Every line below that holds the string "bolted" should be copied out.

Record extracts
###

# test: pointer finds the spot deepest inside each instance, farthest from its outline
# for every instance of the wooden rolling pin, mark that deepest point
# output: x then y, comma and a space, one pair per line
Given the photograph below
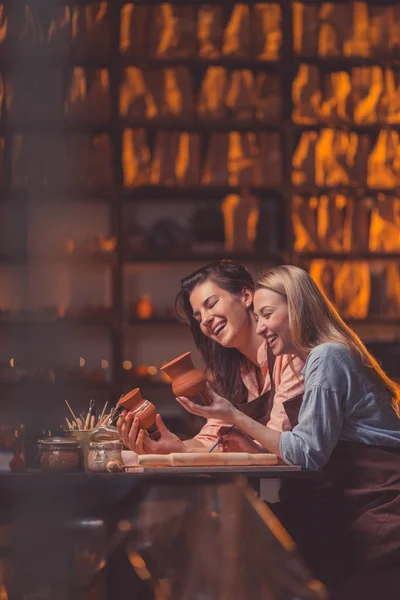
199, 459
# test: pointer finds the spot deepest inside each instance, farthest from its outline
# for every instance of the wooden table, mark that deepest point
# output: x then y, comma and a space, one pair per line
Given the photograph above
266, 480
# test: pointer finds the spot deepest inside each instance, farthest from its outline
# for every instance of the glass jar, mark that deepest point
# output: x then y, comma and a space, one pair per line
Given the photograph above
59, 454
100, 453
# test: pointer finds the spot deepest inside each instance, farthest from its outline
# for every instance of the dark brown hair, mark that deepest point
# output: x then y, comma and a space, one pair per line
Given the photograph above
223, 363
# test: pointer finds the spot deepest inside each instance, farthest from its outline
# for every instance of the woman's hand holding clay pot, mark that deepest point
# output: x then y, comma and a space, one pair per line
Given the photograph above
220, 408
237, 441
139, 440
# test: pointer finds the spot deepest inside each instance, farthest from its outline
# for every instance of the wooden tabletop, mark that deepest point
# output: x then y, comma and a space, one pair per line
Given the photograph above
275, 471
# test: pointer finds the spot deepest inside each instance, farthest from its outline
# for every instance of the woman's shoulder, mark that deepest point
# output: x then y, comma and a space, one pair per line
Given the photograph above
329, 363
330, 351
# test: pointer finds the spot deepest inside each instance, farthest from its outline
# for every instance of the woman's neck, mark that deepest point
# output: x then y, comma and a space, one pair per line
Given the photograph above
250, 343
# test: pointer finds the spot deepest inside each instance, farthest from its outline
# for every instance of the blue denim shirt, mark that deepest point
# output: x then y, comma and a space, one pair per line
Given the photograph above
341, 402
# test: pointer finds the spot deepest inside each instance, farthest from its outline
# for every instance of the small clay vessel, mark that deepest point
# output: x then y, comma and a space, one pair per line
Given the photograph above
144, 410
186, 379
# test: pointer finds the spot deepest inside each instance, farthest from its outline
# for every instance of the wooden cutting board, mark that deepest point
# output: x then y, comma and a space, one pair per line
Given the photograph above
204, 459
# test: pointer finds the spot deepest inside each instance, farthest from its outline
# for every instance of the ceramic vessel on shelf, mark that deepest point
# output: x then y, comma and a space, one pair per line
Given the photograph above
186, 379
144, 410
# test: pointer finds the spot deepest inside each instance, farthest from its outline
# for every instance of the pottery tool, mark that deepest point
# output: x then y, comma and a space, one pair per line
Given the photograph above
219, 439
70, 410
102, 413
89, 414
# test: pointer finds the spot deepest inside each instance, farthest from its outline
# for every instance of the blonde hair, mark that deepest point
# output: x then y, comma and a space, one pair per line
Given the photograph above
314, 320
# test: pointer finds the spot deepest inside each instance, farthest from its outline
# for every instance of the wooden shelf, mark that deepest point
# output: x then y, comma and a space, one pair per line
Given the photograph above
200, 125
347, 62
156, 321
359, 189
56, 322
353, 256
202, 258
67, 193
196, 192
370, 129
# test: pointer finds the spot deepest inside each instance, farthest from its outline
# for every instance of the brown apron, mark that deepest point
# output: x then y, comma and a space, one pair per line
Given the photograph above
347, 525
260, 408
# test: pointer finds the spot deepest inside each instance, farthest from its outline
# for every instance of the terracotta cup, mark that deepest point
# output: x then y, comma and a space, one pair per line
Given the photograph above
141, 408
186, 379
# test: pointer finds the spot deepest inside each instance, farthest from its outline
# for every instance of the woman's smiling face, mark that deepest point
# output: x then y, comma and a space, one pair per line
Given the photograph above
272, 316
223, 317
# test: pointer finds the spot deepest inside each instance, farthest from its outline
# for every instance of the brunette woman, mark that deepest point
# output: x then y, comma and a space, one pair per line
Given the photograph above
348, 527
217, 302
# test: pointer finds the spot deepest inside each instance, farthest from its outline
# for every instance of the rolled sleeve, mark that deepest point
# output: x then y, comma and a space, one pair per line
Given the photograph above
311, 442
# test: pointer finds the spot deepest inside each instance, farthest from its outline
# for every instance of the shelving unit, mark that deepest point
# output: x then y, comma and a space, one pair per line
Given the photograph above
94, 55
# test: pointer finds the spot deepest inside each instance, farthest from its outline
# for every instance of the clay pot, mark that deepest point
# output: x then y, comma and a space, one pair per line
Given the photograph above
186, 379
141, 408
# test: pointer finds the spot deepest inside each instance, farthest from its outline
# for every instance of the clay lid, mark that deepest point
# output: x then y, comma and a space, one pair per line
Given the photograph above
131, 399
58, 443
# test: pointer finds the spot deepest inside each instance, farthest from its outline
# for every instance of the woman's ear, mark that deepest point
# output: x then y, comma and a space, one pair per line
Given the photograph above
247, 297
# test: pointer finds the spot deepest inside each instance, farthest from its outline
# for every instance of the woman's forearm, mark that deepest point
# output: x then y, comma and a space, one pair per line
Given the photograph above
268, 438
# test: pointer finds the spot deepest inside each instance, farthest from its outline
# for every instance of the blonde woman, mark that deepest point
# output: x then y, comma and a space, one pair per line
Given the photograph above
348, 426
217, 302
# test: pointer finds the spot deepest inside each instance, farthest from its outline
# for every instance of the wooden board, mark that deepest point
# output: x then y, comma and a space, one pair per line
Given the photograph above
205, 459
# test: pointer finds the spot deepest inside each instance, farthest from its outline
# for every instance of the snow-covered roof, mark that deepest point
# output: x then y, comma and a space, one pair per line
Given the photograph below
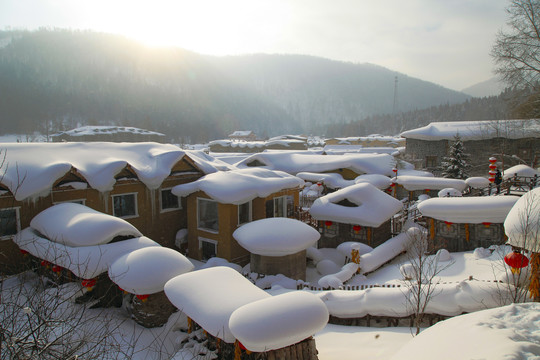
507, 332
522, 225
278, 321
77, 225
85, 261
374, 207
477, 182
413, 183
276, 236
294, 163
196, 293
103, 129
520, 170
145, 271
468, 210
240, 186
475, 130
28, 175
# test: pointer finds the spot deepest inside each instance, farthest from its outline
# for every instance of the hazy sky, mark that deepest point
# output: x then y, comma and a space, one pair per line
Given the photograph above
442, 41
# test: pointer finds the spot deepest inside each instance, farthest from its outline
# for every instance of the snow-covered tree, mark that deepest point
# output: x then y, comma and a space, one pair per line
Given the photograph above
455, 164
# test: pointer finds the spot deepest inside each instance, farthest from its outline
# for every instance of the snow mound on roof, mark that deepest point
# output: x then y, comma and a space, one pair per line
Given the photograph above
77, 225
374, 206
522, 225
276, 236
293, 163
413, 183
145, 271
468, 210
508, 332
97, 162
520, 170
85, 262
240, 186
210, 296
278, 321
477, 182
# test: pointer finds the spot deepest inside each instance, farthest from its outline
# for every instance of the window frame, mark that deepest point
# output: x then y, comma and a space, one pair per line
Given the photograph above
17, 222
250, 213
136, 205
161, 208
198, 216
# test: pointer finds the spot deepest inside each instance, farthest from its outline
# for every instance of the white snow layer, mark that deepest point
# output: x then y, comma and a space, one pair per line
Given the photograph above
145, 271
522, 225
276, 236
210, 296
474, 130
278, 321
240, 186
374, 206
85, 262
98, 162
468, 210
293, 163
77, 225
413, 183
449, 299
508, 332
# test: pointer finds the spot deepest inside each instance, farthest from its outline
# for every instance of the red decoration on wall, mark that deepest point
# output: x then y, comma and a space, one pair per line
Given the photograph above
516, 261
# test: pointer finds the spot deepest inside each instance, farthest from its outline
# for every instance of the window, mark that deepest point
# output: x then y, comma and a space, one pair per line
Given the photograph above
9, 222
125, 205
169, 201
244, 213
431, 161
207, 215
208, 248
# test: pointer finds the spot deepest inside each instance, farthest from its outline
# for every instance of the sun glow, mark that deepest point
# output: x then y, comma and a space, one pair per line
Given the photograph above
205, 26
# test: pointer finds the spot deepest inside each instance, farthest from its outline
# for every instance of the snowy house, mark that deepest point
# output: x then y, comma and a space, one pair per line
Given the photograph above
417, 185
108, 133
466, 223
225, 200
349, 166
360, 213
507, 140
277, 246
132, 181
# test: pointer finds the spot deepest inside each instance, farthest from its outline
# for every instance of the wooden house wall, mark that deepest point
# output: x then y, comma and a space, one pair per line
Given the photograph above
464, 237
366, 235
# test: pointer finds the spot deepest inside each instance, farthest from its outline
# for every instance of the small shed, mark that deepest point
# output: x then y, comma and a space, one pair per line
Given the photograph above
466, 223
360, 213
277, 246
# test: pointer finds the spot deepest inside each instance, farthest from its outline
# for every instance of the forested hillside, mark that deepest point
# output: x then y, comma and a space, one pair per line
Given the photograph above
59, 79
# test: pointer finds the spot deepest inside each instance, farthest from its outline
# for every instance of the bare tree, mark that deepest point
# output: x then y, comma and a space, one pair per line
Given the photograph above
420, 274
516, 51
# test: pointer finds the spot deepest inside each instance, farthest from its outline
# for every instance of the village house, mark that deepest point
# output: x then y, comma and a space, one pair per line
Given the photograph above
223, 201
132, 181
466, 223
108, 134
510, 141
360, 213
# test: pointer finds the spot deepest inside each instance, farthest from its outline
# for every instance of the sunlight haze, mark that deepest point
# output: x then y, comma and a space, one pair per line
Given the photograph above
447, 43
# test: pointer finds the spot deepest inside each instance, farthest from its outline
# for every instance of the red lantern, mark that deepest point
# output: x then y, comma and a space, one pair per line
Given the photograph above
516, 261
89, 284
143, 298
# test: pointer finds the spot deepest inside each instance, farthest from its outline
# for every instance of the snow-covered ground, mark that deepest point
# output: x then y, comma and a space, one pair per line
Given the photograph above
515, 330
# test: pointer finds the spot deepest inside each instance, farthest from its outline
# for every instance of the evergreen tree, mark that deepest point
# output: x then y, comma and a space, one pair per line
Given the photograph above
455, 165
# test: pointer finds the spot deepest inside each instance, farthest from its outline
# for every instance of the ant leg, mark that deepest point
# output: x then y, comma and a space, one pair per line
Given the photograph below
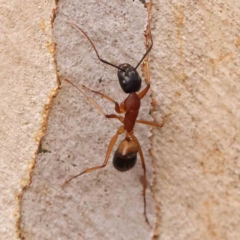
144, 91
144, 178
110, 147
154, 124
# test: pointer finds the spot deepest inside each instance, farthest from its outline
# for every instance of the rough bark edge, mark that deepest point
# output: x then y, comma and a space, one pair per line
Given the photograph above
26, 183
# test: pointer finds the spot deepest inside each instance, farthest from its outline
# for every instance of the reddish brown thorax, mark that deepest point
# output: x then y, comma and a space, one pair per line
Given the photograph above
132, 105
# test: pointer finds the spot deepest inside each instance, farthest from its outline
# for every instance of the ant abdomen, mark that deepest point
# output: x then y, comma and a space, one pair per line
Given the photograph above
124, 163
125, 156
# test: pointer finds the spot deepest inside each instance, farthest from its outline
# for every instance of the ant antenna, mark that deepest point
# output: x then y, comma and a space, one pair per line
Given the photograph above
149, 49
102, 60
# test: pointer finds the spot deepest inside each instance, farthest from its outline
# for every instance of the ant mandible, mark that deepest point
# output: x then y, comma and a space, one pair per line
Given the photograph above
125, 156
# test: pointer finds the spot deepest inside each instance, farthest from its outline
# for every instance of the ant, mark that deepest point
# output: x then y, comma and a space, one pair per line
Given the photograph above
125, 156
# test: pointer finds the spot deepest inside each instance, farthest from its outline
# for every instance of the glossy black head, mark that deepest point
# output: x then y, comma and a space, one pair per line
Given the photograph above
124, 163
128, 78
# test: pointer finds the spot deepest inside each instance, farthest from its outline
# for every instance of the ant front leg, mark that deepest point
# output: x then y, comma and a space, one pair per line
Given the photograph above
144, 178
110, 147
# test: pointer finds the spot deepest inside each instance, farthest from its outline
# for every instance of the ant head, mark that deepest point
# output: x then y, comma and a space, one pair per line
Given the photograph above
128, 78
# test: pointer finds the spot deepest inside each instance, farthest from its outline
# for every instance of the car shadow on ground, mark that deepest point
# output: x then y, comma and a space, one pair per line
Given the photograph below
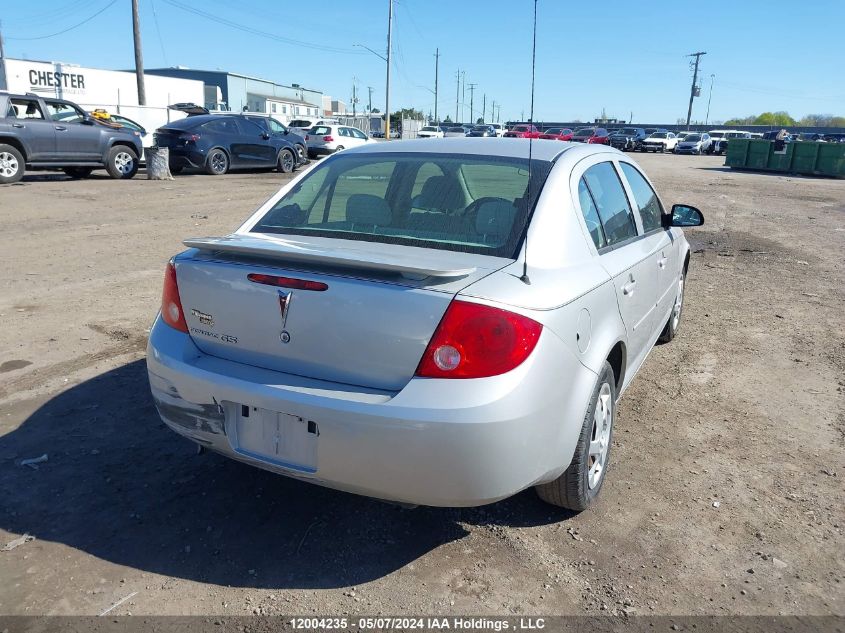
122, 487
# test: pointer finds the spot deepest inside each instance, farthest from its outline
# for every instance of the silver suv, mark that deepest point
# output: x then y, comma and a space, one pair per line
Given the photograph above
45, 133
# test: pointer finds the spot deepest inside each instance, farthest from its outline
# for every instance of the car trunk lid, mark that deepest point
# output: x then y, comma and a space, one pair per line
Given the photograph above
350, 312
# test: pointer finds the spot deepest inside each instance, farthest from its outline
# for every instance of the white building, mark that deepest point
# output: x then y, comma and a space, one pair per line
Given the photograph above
113, 90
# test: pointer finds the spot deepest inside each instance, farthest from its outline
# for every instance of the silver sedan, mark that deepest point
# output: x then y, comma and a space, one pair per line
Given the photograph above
439, 324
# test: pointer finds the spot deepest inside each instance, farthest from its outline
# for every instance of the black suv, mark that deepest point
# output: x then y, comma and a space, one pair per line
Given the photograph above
218, 143
628, 138
46, 133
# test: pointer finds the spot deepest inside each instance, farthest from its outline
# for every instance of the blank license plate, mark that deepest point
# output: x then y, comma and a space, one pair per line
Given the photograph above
285, 440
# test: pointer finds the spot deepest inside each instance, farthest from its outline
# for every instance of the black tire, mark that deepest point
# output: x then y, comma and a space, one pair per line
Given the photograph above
122, 162
286, 161
217, 162
12, 164
670, 330
572, 490
78, 172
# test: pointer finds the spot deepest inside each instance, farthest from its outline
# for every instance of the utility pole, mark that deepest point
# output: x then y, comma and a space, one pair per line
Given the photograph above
710, 98
463, 95
436, 80
139, 60
3, 85
694, 80
457, 95
387, 83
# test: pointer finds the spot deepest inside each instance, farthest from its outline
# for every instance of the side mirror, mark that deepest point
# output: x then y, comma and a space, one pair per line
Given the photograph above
683, 215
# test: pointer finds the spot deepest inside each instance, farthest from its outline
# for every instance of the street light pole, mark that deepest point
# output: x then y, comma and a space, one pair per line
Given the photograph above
707, 118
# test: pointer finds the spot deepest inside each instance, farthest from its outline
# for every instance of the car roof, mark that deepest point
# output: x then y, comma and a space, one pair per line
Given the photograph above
547, 150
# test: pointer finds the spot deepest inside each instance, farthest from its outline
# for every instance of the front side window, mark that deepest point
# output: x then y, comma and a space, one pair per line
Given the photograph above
64, 112
464, 203
25, 109
644, 197
617, 219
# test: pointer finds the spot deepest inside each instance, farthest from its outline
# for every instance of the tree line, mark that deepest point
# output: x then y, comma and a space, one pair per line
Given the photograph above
782, 119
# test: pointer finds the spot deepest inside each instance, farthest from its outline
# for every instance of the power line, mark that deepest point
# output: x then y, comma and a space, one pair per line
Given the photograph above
253, 31
70, 28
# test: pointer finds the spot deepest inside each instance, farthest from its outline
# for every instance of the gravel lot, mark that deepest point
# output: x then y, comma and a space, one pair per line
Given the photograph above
725, 494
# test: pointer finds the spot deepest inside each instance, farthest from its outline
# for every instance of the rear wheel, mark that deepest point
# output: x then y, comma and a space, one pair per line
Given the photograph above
122, 162
286, 161
581, 482
78, 172
11, 164
217, 162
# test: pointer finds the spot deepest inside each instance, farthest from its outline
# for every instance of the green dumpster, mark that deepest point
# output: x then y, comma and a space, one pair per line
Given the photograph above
801, 157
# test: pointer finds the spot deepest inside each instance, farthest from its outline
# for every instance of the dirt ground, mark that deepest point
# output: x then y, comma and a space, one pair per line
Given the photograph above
725, 490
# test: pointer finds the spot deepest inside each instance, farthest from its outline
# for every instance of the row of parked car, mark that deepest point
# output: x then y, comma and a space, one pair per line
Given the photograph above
625, 139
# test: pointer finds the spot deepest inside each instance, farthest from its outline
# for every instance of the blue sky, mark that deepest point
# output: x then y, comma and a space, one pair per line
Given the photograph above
625, 57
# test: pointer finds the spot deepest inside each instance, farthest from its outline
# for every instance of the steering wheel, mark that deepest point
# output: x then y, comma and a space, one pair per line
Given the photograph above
471, 210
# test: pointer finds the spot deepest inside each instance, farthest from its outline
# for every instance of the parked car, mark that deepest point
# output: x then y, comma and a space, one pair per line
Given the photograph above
449, 349
430, 131
219, 143
557, 134
523, 131
301, 126
482, 131
457, 130
328, 139
591, 135
45, 133
719, 139
696, 143
273, 126
659, 142
627, 139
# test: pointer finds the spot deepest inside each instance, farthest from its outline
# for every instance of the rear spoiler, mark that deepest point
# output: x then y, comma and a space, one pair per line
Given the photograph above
406, 264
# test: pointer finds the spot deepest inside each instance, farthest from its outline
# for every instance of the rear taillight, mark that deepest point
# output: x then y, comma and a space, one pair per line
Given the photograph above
477, 341
171, 305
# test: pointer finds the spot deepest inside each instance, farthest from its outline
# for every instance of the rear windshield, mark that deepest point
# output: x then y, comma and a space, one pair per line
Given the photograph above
465, 203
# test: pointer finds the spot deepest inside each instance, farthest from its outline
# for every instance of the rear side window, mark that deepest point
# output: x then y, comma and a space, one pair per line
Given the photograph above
591, 215
611, 203
644, 197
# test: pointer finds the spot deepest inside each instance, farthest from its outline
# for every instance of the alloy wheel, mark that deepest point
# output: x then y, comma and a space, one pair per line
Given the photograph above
9, 165
600, 436
124, 162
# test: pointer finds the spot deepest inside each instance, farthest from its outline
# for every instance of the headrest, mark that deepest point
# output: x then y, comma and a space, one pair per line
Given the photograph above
363, 208
495, 219
441, 193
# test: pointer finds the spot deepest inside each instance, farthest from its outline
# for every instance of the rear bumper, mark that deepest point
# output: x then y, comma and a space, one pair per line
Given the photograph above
435, 442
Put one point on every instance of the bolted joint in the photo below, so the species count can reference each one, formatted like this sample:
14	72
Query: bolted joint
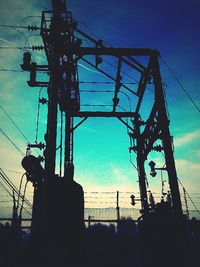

###

Task answer
Put one point on every instance of the bolted joint in the photo below, so the species count can reference each one, formatted like this sample:
Query: bolted joint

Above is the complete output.